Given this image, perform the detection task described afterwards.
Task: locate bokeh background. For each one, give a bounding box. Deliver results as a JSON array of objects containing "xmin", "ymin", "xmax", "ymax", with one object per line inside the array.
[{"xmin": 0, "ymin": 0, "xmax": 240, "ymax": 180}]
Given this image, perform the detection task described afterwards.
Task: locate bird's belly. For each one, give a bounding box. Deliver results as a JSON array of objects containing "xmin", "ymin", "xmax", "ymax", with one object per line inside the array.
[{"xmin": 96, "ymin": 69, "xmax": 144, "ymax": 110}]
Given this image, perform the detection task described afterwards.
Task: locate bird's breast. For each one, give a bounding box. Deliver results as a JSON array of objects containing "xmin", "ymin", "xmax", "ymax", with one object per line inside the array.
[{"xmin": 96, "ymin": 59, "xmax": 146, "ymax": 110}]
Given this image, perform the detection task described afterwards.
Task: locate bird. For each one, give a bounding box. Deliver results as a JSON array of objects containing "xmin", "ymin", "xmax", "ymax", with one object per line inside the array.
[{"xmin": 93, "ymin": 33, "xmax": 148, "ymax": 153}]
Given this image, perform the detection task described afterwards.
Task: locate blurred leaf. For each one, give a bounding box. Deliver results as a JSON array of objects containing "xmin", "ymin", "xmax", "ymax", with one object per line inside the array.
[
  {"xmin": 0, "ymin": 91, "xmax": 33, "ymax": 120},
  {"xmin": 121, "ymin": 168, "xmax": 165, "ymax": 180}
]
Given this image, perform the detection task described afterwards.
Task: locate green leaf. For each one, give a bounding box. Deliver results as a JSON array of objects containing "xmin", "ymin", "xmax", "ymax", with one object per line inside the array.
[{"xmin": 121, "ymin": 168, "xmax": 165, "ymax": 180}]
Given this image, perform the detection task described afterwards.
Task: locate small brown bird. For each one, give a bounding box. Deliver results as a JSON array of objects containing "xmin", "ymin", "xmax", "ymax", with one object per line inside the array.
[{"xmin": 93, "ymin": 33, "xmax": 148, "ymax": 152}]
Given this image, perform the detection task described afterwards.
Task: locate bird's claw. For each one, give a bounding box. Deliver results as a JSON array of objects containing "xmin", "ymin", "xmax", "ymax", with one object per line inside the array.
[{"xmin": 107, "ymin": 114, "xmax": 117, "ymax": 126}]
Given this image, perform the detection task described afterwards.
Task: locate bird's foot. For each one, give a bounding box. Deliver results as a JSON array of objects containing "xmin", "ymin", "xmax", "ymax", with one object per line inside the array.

========================================================================

INSTRUCTIONS FOR THE TASK: Report every line of the data above that contains the string "bird", copying each one in full.

WRITTEN REPLY:
Task: locate bird's belly. For each one, give a bounding box. Deliver results as a JSON array of objects containing "xmin", "ymin", "xmax", "ymax", with one object per line inside the array.
Task: locate bird's breast. For each one, give a bounding box. Deliver results as a JSON array of objects containing "xmin", "ymin", "xmax", "ymax", with one object per line inside the array.
Task: locate bird. For each one, give a bounding box. Deliver results as a JSON array of objects containing "xmin", "ymin", "xmax", "ymax", with one object per line inside the array.
Task: locate small brown bird. For each one, give a bounding box. Deliver results as a JSON array of objects containing "xmin", "ymin", "xmax", "ymax", with one object per line inside the array.
Task: locate bird's claw. For each one, give a bounding box. Deliver results as a JSON array of objects containing "xmin", "ymin", "xmax", "ymax", with one object per line inside the array.
Task: locate bird's foot. For each one, give a bounding box. Deliver results as a JSON array of objects containing "xmin", "ymin", "xmax", "ymax", with one object per line inside the array.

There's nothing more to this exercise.